# taz.de -- Wissenschaftler über Zeitungskrise: „Die Verlage sind selbst schuld“
       
       > Die Auflage der Tageszeitungen sinkt stetig. Schuld sei das Internet,
       > sagen viele. Der Medienwissenschaftler Andreas Vogel widerspricht.
       
 (IMG) Bild: Junge Leute finden ihre Lebenswirklichkeit nicht mehr in der Zeitung, sagt Vogel.
       
       taz: Herr Vogel, Sie haben die Auflagenentwicklung der deutschen
       Tagespresse seit 1950 untersucht. Laut den [1][neuesten Zahlen von IVW] und
       [2][Mediaanalyse] verlieren fast alle Titel an Auflage. Ursachen dafür
       liegen auf der Hand: Junge lesen keine Zeitung mehr, weil sie online alles
       schneller und kostenlos finden. Wozu dann Ihre Studie? 
       
       Andreas Vogel: Die Online-Erklärung überzeugt mich nicht. Die
       Zeitungsauflagen sinken seit den 80er Jahren – da war Online noch gar keine
       Konkurrenz. Der Abstieg der Tagespresse begann parallel mit einem
       tiefgreifenden gesellschaftlichen Wandel: Die Grenzen des Wachstums waren
       erreicht, die bürgerliche Mitte schon lange nicht mehr die ideale
       Lebensform. Das Modell: Vater, Mutter, Kind blieb nicht länger der
       alleinige Lebensentwurf. Stattdessen individualisierten sich die Leute, die
       Gesellschaft wurde heterogener. Klar, dass das Konzept der „Zeitung für
       alle“ nicht mehr reibungslos funktionierte.
       
       Das war nicht der erste gesellschaftliche Wandel seit den 1950er Jahren.
       Wieso hat dieser die Zeitungen Auflage gekostet? 
       
       Weil die bürgerliche Mitte, die bis dahin als die dominierende und
       anzustrebende Lebensform galt, eng mit der Tagespresse verknüpft ist.
       Zeitungen waren Statussymbole – wer zur Mitte gehören wollte, musste
       Zeitung lesen. In dem Moment aber, in dem dieses Modell seine Attraktivität
       verlor, verlor auch die Zeitung bei jüngeren Menschen an Bedeutung.
       
       Klingt, als könnten Zeitungen nicht viel dagegen tun. 
       
       Doch! Die Verlage haben es versäumt, auf den Wandel zu reagieren. Sie sind
       selbst schuld am Auflagenschwund. Journalisten und Verleger müssen heute
       von ihrem Balkon herunterkommen, der sie glauben lässt, sie würden sowieso
       gelesen, egal was sie schreiben. Stattdessen sollten sie sich damit
       auseinandersetzen, dass es relevante Zielgruppen gibt, die sich von der
       Tagespresse nicht mehr repräsentiert fühlen: Migranten, Großstadtsingles,
       ärmere Menschen.

◆ Arbeitsanweisungen
(a) Übertragen Sie folgenden Satz aus dem Interview zur Zeitungskrise ins Englische: „Zeitungen waren Statussymbole – wer zur Mitte gehören wollte, musste Zeitung lesen.“
(b) Führen Sie das Interview zur Zeitungskrise im Anschluss an seinen letzten Satz weiter.
Die nachstehenden Einträge stehen in keinem Zusammenhang mit dem Interview zur Zeitungskrise.

◆ Angezeigte Einträge
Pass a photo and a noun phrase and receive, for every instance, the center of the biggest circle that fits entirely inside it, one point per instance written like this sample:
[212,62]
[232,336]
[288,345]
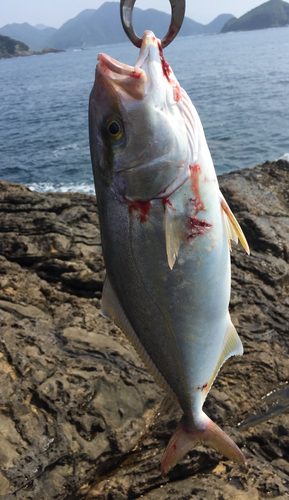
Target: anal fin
[112,309]
[232,346]
[234,231]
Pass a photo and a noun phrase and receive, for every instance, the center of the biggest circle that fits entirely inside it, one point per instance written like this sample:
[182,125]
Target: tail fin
[183,440]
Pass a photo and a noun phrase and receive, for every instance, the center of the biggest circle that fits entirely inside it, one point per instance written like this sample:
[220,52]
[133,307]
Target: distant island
[14,48]
[272,14]
[102,26]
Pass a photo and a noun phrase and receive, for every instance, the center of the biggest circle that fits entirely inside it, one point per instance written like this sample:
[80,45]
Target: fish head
[138,138]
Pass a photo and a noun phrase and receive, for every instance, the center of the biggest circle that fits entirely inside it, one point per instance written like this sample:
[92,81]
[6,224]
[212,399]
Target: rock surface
[78,408]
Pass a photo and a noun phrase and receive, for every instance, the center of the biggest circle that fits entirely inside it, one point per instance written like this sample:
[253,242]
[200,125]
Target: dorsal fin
[234,231]
[111,308]
[191,118]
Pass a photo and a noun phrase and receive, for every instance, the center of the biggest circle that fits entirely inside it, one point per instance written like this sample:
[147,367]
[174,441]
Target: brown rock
[77,406]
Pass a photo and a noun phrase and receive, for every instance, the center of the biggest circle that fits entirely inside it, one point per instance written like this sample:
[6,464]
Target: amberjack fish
[166,231]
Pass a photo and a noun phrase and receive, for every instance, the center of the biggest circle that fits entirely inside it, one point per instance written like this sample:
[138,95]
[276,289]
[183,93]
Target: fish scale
[166,231]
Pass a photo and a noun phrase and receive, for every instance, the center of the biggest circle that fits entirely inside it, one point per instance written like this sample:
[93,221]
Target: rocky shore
[80,416]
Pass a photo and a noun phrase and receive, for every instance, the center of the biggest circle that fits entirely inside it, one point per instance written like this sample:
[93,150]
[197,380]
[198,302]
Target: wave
[285,157]
[72,187]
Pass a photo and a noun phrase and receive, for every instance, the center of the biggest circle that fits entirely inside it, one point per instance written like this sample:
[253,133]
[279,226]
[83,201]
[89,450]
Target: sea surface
[239,83]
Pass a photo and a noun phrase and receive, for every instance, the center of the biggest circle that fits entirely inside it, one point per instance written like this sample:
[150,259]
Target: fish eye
[114,128]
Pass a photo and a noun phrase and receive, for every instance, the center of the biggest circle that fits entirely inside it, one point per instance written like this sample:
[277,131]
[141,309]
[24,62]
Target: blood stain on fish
[167,201]
[197,227]
[203,387]
[195,172]
[177,92]
[135,75]
[142,208]
[165,65]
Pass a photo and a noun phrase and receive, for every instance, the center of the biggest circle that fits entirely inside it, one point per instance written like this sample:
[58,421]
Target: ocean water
[239,83]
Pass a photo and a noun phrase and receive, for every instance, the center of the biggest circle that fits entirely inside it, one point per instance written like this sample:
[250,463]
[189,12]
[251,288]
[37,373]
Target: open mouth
[130,79]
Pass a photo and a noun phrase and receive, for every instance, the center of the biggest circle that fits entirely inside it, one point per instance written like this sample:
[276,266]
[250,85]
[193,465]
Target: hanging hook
[178,14]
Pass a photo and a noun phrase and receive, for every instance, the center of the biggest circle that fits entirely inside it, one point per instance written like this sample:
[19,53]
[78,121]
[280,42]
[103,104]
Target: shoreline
[24,53]
[77,405]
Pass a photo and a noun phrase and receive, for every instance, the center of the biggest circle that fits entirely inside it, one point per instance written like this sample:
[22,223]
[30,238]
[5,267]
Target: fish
[166,231]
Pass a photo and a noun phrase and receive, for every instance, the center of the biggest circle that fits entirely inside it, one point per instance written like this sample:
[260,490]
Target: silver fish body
[165,229]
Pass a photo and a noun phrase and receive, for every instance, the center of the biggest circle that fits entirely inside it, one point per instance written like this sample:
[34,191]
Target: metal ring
[178,14]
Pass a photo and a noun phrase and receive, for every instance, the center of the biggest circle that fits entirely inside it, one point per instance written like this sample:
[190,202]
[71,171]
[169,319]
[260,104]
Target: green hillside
[272,14]
[10,47]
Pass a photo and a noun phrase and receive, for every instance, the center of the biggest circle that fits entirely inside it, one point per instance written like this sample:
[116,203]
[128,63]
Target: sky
[56,12]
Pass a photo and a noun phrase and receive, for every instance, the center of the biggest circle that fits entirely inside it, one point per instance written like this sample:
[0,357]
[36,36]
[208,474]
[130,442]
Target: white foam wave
[61,151]
[49,187]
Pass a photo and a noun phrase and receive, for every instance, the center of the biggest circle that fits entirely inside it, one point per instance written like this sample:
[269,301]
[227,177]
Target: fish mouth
[131,80]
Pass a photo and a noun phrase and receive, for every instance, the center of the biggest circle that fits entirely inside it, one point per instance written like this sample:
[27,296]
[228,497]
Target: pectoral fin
[234,232]
[174,233]
[112,309]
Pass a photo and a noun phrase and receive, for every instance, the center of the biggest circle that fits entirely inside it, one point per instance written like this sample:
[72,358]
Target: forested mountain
[274,13]
[102,26]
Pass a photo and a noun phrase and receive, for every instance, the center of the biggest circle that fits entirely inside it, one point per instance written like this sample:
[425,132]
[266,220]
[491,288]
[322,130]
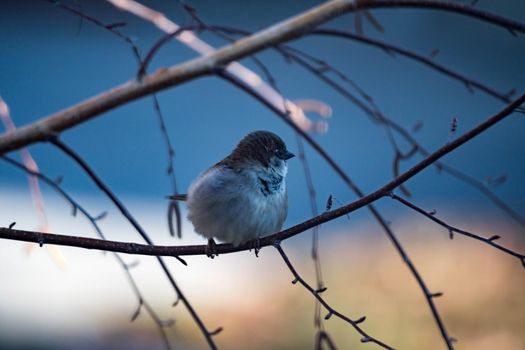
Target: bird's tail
[178,197]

◆ Lösungen
(a) Newspapers were status symbols – anyone who wanted to belong to the middle class had to read a newspaper.

(b)
       Wie soll das aussehen? Sollte es ganz viele Nischenzeitungen geben? 
       
       Nein. Aber die Verlage könnten anfangen, mit solchen Ideen zu
       experimentieren. Dann gibt es eben mal eine Wochenendausgabe speziell für
       Familien und parallel eine andere Ausgabe für kinderlose Großstadtmenschen.
       
       Viele Lokalredakteure dürften über solche Vorschläge nur lachen. Sie stehen
       unter enormen Druck, müssen mit wenig Kollegen viele Seiten produzieren. 
       
       Die Verlage können natürlich nicht einerseits die Redaktionen verkleinern
       und andererseits die Zeitung ausdifferenzieren. Die Verleger müssen ihre
       Renditeerwartungen zurückfahren: Zweistellige Renditen im Zeitungsgeschäft
       sind heute eben nicht mehr realistisch. Wenn Zeitungen heute
       experimentieren, dann nur marginal: Hier ein neues Layout, da größere
       Bilder. Aber das bringt doch keine Käufer zurück.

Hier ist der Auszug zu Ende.